SHORT EXERCISE =>
Arrange the data below as a numbered list, covering only the lines from the one containing "Each instance of the woman's sandal" through the end of the data, both included. Omit blank lines.
####################
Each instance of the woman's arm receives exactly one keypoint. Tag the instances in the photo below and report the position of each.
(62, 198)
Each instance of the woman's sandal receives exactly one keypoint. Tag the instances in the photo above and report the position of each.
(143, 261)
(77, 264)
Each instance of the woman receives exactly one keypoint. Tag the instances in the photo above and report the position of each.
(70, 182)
####################
FINISHED TASK =>
1. Each instance of the woman's sandal receives exactly one keypoint. Tag the instances in the photo above and report the position of each.
2. (143, 261)
3. (77, 264)
4. Each instance of the woman receives exactly one keypoint. Tag the instances in the photo above and report the position of each.
5. (70, 182)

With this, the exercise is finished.